*** Opening Exercise passage ***

Modified Euler's Method


Description

Modified Euler's Method is just the extended version of Euler's Method to increase the accuracy of the approximate solution.
    It's recommended for you to go through Euler's Method.
The approximate value of y1 of y for x = x1 = x0 +h by Euler's method is given by 
                y1 = y+ hf(x0, y0)
so in edition to attend more accuracy we repeat the below formula, 
                y1(1) = y0 + h/2[ f(x0, y0) + f(x1, y1) ]
                y1(2) = y0 + h/2[ f(x0, y0) + f(x1, y1(1))]
                ...
in pan and paper process continues untill two value coincides now we have value of y1
                y2 = y1 + hf(x1, y1)
repeat the above process for y2
                y2(1) = y1 + h/2[ f(x1, y1) + f(x2, y2) ]
                y2(2) = y1 + h/2[ f(x1, y1) + f(x2, y2(1))]
                ...
  • Correctness

  • Programming implementation of modified Euler's Method in C++
#include<iostream>
#include<math.h>
using namespace std;

double f(double x,double y){
    return x+y;  // dy/dx = x + y
}
double f1(double x,double y){
    return log2(x+y);
}
int main(){
    // COde for solving Ordinary differential equations
    //     dy/dx = f(x,y) 
    //Define your equation

    //Given y(x0) = y0
    //Need to find y(xn) = yn
    double x0,y0;
    double xn,yn;

     cout<<"Provide initial (x0,y0) whose differential equ is defined:";
     cin>>x0>>y0;
     cout<<"Enter the value of x for which you need to find out the y=?:";
     cin>>xn;

     double h = (xn-x0)/5;
     yn = y0;
     for(double xi = x0;xi < xn; xi += h){
         cout<<xi<<" "<<yn<<endl;
         double YnPrevious = yn;

         yn = yn + h*f(xi , yn);
         for(int i=0;i<5;i++){
             yn = YnPrevious + h*( f(xi,YnPrevious) + f(xi+h,yn))/2;
         }
     //  Yn = Yn-1 + h*f(Xn-1,Yn-1)

*** Closing Exercise passage ***

To do: What does the modified Euler's method text give as the purpose of extending Euler's Method? The rows that follow are not needed here.

*** Opening Given information ***

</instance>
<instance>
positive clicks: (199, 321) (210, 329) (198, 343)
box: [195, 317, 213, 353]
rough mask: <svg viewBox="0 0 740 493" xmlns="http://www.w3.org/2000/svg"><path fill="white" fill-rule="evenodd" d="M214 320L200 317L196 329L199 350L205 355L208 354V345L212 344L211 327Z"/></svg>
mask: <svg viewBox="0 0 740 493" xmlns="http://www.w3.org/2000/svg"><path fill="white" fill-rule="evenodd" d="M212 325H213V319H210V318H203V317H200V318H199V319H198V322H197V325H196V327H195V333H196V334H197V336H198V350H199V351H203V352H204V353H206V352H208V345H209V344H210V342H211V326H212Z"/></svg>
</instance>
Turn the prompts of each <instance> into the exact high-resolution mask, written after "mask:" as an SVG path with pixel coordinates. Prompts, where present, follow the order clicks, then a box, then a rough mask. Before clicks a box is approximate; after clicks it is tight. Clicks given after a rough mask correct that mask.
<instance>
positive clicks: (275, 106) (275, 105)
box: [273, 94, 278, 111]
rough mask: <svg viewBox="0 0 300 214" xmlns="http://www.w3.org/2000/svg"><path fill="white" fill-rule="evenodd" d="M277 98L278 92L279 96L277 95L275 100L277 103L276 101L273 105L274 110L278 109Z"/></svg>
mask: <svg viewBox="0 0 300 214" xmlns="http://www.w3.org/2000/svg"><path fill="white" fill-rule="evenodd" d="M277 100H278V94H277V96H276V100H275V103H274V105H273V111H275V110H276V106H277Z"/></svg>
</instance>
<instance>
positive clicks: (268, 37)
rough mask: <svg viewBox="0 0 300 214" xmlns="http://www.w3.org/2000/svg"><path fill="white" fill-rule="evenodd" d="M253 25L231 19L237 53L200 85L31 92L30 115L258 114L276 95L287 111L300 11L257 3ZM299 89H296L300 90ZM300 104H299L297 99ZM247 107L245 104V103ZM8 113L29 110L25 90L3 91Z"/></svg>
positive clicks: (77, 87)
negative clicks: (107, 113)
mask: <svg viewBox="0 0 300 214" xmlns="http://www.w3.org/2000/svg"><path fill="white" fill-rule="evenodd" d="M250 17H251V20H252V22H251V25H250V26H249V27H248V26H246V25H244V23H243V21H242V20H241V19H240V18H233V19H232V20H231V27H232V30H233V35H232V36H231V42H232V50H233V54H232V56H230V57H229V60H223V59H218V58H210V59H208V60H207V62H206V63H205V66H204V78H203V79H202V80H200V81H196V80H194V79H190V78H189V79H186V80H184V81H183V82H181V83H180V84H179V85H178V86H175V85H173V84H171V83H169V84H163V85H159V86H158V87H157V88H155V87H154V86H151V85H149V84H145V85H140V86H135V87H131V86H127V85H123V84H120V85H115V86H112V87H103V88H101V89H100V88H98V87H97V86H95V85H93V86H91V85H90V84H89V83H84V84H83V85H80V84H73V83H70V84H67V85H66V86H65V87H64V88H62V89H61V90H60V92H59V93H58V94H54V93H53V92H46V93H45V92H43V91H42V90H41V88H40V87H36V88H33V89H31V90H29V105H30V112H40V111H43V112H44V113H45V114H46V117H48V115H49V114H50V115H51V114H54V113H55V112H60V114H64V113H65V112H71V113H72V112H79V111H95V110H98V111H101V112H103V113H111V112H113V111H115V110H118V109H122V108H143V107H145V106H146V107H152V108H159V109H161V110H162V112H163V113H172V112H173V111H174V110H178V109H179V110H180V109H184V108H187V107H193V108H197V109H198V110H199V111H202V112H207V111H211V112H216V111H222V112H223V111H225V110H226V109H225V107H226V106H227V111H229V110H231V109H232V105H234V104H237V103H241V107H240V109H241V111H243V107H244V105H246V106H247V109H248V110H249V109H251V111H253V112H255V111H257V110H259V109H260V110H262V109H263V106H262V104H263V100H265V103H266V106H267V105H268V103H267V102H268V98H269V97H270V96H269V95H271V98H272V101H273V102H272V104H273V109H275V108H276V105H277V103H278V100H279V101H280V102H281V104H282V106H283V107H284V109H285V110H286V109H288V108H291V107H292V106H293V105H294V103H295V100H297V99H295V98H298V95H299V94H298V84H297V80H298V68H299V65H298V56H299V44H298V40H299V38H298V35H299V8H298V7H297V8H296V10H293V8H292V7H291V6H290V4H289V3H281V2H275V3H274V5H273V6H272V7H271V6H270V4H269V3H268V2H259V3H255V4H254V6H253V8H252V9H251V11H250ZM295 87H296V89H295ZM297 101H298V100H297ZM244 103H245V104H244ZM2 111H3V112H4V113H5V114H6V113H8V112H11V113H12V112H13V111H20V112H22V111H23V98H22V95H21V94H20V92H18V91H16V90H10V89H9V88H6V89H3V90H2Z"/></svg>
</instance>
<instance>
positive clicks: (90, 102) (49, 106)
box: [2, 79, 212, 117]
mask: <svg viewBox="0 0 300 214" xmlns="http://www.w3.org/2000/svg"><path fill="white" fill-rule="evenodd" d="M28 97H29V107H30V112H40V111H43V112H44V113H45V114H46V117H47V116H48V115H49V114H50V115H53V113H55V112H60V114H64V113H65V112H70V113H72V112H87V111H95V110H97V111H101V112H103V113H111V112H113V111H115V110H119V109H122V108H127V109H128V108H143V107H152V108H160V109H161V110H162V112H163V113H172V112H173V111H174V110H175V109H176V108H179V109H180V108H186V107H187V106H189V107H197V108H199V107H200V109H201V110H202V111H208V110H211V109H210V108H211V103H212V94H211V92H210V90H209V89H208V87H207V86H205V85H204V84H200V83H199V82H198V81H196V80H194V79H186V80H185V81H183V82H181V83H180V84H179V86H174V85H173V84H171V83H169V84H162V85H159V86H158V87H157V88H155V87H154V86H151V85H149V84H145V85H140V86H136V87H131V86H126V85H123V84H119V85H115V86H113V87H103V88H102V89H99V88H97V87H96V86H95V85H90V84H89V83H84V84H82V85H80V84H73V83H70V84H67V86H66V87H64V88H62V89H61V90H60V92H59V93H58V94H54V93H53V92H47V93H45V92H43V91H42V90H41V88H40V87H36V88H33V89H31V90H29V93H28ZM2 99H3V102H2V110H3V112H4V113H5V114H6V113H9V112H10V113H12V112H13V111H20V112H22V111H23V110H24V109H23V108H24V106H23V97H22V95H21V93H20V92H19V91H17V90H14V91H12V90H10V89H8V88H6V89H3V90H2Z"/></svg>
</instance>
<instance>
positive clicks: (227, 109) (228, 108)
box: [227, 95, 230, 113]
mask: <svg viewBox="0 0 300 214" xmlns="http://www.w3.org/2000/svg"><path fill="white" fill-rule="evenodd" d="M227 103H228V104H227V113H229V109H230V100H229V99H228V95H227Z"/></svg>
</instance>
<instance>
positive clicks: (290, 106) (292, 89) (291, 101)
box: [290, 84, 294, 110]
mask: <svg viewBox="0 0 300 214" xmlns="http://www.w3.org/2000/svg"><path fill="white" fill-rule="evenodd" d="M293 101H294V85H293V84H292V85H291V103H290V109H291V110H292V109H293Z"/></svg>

*** Closing Given information ***

Exercise result: To increase the accuracy of the approximate solution.